■ **DATA EXCERPTS**:

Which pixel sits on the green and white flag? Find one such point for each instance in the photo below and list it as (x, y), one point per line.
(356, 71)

--

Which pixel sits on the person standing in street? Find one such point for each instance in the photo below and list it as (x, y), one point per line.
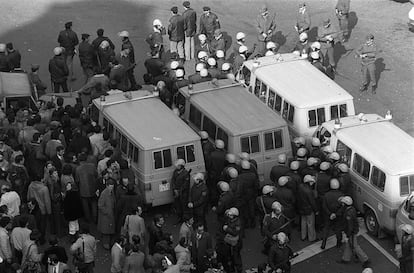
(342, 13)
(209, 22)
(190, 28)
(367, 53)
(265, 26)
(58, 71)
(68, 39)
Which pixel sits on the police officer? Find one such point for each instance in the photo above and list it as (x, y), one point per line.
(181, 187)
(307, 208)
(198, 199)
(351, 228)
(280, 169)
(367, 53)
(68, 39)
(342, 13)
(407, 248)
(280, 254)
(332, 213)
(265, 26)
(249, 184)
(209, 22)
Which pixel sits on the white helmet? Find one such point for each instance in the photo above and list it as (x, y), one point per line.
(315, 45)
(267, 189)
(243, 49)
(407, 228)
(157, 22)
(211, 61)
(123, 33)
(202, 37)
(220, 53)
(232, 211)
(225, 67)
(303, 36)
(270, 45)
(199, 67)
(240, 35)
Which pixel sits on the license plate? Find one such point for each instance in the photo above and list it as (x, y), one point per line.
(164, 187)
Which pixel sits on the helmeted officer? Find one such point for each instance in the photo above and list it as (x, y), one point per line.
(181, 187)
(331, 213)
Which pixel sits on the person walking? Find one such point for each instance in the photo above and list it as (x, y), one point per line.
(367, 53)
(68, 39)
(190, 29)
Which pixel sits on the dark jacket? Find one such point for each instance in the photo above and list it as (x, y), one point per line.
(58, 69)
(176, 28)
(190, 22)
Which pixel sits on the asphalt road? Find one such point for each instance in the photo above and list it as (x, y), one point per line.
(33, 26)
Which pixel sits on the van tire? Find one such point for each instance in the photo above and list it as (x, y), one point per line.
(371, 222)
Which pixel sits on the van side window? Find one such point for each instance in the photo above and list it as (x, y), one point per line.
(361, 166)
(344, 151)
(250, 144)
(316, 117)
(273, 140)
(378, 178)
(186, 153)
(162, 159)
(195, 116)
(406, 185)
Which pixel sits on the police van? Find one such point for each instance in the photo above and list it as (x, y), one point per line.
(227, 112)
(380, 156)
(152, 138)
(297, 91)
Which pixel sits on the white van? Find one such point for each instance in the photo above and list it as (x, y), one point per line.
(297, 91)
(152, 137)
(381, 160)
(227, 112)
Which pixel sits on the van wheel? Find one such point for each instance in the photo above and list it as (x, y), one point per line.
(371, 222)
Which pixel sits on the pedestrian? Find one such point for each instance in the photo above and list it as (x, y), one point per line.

■ **BRIEF**: Please pull out every line of the items above that contains the word "person", copying each one in full.

■ **WRITTEN RESPONSE**:
Which pixel sits on the person standing in street? Find one such point for each instance in the photo below and list it as (x, y), one point per line.
Which pixel sits on the person walking? Find one such point for each instance in the photo above and list it as (x, y), one point per line.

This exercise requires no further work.